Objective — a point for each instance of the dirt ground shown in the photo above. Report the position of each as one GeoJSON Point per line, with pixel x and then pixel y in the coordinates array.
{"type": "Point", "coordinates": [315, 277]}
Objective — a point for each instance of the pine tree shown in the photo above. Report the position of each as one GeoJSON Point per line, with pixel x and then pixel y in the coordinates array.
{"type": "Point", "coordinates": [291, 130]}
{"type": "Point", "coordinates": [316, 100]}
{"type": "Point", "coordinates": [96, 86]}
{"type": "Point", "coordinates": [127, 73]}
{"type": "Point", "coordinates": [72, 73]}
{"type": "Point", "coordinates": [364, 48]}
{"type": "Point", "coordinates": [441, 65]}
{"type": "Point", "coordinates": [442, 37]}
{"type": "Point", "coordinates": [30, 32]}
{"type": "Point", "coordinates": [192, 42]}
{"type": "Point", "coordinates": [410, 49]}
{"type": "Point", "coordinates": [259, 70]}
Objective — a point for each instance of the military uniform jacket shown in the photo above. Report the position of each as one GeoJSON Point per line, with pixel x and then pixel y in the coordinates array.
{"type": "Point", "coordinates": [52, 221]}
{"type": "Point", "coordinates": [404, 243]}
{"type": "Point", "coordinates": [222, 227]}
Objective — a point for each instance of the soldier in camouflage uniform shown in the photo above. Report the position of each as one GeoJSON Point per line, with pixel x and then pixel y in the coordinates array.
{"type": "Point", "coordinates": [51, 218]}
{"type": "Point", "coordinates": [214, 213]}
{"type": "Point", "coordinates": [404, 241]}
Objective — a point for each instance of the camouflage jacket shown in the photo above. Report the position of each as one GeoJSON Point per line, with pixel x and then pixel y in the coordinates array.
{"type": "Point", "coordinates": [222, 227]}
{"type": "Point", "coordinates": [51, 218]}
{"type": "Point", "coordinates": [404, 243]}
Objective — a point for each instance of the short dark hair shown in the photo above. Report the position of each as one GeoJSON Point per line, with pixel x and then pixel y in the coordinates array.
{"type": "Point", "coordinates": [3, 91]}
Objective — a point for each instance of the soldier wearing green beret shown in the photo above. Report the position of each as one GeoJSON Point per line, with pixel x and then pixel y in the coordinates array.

▶ **WHAT YOU ARE ASKED TO DO**
Copy all of the data above word for word, keeping every line in its original order.

▶ **SOLUTION**
Objective — a point for each instance of the dirt ground shown in the photo above. Report the position of each as one GeoJSON Point per line, with pixel x and then pixel y in the coordinates array.
{"type": "Point", "coordinates": [315, 277]}
Objective — a point for each instance of the pine tree shown in the photo above. Report the position of each as one GeoJSON Point per line, with pixel x and then pixel y in the coordinates array.
{"type": "Point", "coordinates": [291, 130]}
{"type": "Point", "coordinates": [316, 100]}
{"type": "Point", "coordinates": [96, 86]}
{"type": "Point", "coordinates": [127, 73]}
{"type": "Point", "coordinates": [72, 73]}
{"type": "Point", "coordinates": [364, 48]}
{"type": "Point", "coordinates": [441, 65]}
{"type": "Point", "coordinates": [442, 37]}
{"type": "Point", "coordinates": [30, 32]}
{"type": "Point", "coordinates": [192, 42]}
{"type": "Point", "coordinates": [410, 49]}
{"type": "Point", "coordinates": [259, 70]}
Objective — a point for each instance of the military uniform jacket shown in the photo above. Report the position of each as one GeoJSON Point per line, with pixel x and then pixel y in the coordinates array.
{"type": "Point", "coordinates": [52, 221]}
{"type": "Point", "coordinates": [404, 243]}
{"type": "Point", "coordinates": [222, 227]}
Objective — a point for each instance of the soldier in camouflage uniform shown in the photo above. Report the position of each as one GeoJSON Point per line, with pixel x and then pixel y in the coordinates array.
{"type": "Point", "coordinates": [51, 218]}
{"type": "Point", "coordinates": [214, 213]}
{"type": "Point", "coordinates": [404, 241]}
Objective — a point for each instance of the camouflage jacket shown in the photo above. Report the position of each as one GeoJSON Point per line, with pixel x and then pixel y in the coordinates array.
{"type": "Point", "coordinates": [222, 227]}
{"type": "Point", "coordinates": [51, 218]}
{"type": "Point", "coordinates": [404, 243]}
Objective — a point for each instance of the short dark hair shown in the photo above. Report the position of each as one GeoJSON Point per line, with pixel x and then pixel y in the coordinates array.
{"type": "Point", "coordinates": [3, 91]}
Objective — a point for each instance of the soldier wearing green beret shown in the photo above. Report the position of each as one GeoJSON Point per line, with pixel x and then pixel y in the coordinates array.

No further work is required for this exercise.